# Work order 1:
Copy the passage on glamour and luxury word for word, from "Escapist artistic creations, including" to "now find ourselves.".
# Work order 2:
Extend the passage on glamour and luxury, starting after its final sentence.

# Given text:
+ + + +
Escapist artistic creations, including (or perhaps especially) those of luxury brands, are—at their best—all about facilitating dreams. Of course, through the unfeeling lens of economic efficiency, whimsical products of this kind make no sense. They are irrational, gratuitous, a needless frivolity that doesn't scale. And this is why, in my view, they are also one of the few ways in which the fruits of the modern world can be turned back to remediate some of its many aesthetic indignities. It is of course a suspect and motivated belief on my part, but I truly feel that an infusion of sentimentality and deliberate economic impracticality into our commercial lives may be one of the few ways we can push back against the dismal hyper-corporatized, centralized, ruthlessly optimized, MBA-ified, and aesthetically homogenized market in which we now find ourselves.
"Glamour," Postrel writes, "is an illusion 'known to be false but felt to be true' which focuses and intensifies a preexisting but previously inchoate yearning. ... It presents an edited version of reality [where] there are no bills on the new granite countertops, no blisters rubbed by the elegant shoes, no cumbersome cords on the stylish lamps, ... no sacrifices on the path of progress." I know that, for better or worse, this is the business that I'm in. I'd rather it weren't necessary—that the wound for which my work is a salve didn't exist in the first place. But so it is with all acts of creation. And, insofar as nightmares can't yet be banished, I'll settle for making dreams.
+ + + +
# Supplied records:
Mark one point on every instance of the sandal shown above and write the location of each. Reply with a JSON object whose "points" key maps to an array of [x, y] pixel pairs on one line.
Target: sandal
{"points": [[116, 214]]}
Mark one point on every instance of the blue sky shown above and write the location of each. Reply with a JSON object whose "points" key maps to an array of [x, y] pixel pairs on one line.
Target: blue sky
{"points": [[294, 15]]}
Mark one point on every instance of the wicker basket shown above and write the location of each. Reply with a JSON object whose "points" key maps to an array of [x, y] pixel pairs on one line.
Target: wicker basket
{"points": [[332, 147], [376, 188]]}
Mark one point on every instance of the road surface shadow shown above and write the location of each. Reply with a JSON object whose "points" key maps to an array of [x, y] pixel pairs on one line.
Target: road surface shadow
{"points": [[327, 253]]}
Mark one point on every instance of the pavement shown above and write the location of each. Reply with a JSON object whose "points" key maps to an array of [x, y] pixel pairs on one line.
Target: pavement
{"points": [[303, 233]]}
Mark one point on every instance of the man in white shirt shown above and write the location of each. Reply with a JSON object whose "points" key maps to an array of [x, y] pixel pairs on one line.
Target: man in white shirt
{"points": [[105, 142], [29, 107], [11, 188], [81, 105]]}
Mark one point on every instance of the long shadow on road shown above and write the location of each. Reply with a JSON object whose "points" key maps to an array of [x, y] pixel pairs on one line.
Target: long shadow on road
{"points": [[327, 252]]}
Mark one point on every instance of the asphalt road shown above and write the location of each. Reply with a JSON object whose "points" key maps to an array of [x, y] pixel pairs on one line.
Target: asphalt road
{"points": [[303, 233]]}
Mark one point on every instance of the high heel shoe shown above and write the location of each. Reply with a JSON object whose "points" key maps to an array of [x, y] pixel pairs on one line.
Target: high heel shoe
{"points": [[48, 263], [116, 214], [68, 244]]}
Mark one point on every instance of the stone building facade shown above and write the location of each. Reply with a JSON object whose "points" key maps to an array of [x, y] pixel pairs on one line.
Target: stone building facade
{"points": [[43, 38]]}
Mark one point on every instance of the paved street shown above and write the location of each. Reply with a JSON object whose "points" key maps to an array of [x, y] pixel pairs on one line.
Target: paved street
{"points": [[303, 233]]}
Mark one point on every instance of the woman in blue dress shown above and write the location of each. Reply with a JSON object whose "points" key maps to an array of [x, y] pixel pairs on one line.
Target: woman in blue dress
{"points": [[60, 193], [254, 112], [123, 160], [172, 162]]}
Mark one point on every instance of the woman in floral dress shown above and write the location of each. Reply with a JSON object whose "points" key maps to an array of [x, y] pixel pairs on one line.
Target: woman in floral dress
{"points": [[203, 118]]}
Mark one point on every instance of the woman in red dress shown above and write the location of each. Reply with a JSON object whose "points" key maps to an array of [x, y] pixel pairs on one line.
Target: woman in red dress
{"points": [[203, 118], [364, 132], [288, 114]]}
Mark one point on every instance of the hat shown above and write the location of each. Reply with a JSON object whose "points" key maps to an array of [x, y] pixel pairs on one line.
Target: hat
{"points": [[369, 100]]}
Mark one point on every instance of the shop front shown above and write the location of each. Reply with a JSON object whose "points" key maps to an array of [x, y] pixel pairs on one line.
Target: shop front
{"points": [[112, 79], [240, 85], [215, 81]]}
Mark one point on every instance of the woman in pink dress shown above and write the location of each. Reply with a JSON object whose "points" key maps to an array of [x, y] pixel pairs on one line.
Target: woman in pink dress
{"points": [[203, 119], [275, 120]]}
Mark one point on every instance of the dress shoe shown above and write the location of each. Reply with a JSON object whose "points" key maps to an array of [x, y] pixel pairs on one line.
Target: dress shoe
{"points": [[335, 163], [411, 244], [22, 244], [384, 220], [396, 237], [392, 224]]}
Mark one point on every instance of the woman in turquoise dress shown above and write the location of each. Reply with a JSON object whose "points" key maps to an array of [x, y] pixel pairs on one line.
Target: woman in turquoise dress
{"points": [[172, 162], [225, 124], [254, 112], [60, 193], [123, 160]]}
+ + + +
# Task result 1:
Escapist artistic creations, including (or perhaps especially) those of luxury brands, are—at their best—all about facilitating dreams. Of course, through the unfeeling lens of economic efficiency, whimsical products of this kind make no sense. They are irrational, gratuitous, a needless frivolity that doesn't scale. And this is why, in my view, they are also one of the few ways in which the fruits of the modern world can be turned back to remediate some of its many aesthetic indignities. It is of course a suspect and motivated belief on my part, but I truly feel that an infusion of sentimentality and deliberate economic impracticality into our commercial lives may be one of the few ways we can push back against the dismal hyper-corporatized, centralized, ruthlessly optimized, MBA-ified, and aesthetically homogenized market in which we now find ourselves.

# Task result 2:
Perhaps you can begin to understand, then, why I have consecrated my life to a thing so seemingly decadent and superfluous. Ultimately, it's because I still love computing, and I want to believe that the old utopian vision dreamed up by a few starry-eyed misfit idealists of the 20th century can somehow yet be made real. In the conviction that keeping our dreams alive can orient us toward our values, I seek only to carve a few modest patterns of beauty and hope into a world that feels so often to be in want of both.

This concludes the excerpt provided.